Tasks to complete:
**a)** In the commentary, what did the BBC do after it referred to hostages on both sides?
**b)** Update the commentary's passage between "It’s like our" and "and benighted Palestine.", inclusive, so that "opinion-forming classes" becomes "media commentators".

The BBC couldn’t resist implying a moral equivalence between Hamas and Israel. Following the release of the three Israelis, it said there are ‘concerns about the condition of hostages on both sides’. Hostages? It is a scandal that our public broadcaster is referring to Palestinian prisoners in Israeli jails, some of whom are guilty of acts of extreme violence, as ‘hostages’. It later walked back its comments, issuing an on-air correction. CNN, too, seemed incapable of focussing on the shocking condition of the three Israelis. Released Palestinians have also looked ‘emaciated’ and ‘weak’, it rushed to say. You can almost hear the thought process: ‘People are sympathising too much with Israel – quick, dig out an image of Palestinian pain.’

It’s like our opinion-forming classes have an instinctual aversion to empathy for Israelis. It makes them nervous. It threatens to unravel their morally infantile narrative about Israel being the most beastly of states and the Palestinians being the most oppressed of peoples. So they fiercely police public compassion, ensuring that even the dystopic image of Jews starved by sworn Jew-haters is countered by a reminder that Palestinians have a hard time, too. There is a ‘strange reluctance to see Jews as victims’, in the words of Hadley Freeman. Jews, alone among minority groups, are ruthlessly deprived of victim status, in this case to sustain the cultural elites’ self-flattering narrative about problematic Israel and benighted Palestine.

Dataset records:

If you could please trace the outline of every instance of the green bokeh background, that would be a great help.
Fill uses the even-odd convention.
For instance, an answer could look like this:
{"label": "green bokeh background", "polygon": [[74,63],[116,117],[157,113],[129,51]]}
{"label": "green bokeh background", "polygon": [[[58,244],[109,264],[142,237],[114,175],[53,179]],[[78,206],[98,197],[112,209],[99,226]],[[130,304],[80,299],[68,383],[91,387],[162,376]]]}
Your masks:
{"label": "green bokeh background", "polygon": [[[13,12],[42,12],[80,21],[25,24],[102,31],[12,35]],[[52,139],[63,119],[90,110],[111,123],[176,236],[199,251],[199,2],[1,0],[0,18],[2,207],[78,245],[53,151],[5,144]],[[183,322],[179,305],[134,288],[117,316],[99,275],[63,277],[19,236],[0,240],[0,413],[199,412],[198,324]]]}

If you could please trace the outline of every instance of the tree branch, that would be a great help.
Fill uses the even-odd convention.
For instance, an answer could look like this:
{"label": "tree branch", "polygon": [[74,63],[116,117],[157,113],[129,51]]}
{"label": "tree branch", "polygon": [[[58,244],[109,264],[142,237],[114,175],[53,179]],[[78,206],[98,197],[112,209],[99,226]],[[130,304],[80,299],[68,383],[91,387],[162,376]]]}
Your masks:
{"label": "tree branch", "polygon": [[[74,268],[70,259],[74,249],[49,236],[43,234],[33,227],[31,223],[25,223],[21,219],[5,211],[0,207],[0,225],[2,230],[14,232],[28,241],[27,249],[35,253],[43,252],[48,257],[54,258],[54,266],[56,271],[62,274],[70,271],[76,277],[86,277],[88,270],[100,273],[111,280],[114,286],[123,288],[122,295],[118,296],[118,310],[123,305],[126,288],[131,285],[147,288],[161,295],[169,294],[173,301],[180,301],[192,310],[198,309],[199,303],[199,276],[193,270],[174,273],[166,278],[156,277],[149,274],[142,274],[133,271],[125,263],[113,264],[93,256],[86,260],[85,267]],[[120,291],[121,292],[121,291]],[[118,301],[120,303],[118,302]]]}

Answers for the exercise:
**a)** It walked back its comments by issuing an on-air correction.

**b)**
It’s like our media commentators have an instinctual aversion to empathy for Israelis. It makes them nervous. It threatens to unravel their morally infantile narrative about Israel being the most beastly of states and the Palestinians being the most oppressed of peoples. So they fiercely police public compassion, ensuring that even the dystopic image of Jews starved by sworn Jew-haters is countered by a reminder that Palestinians have a hard time, too. There is a ‘strange reluctance to see Jews as victims’, in the words of Hadley Freeman. Jews, alone among minority groups, are ruthlessly deprived of victim status, in this case to sustain the cultural elites’ self-flattering narrative about problematic Israel and benighted Palestine.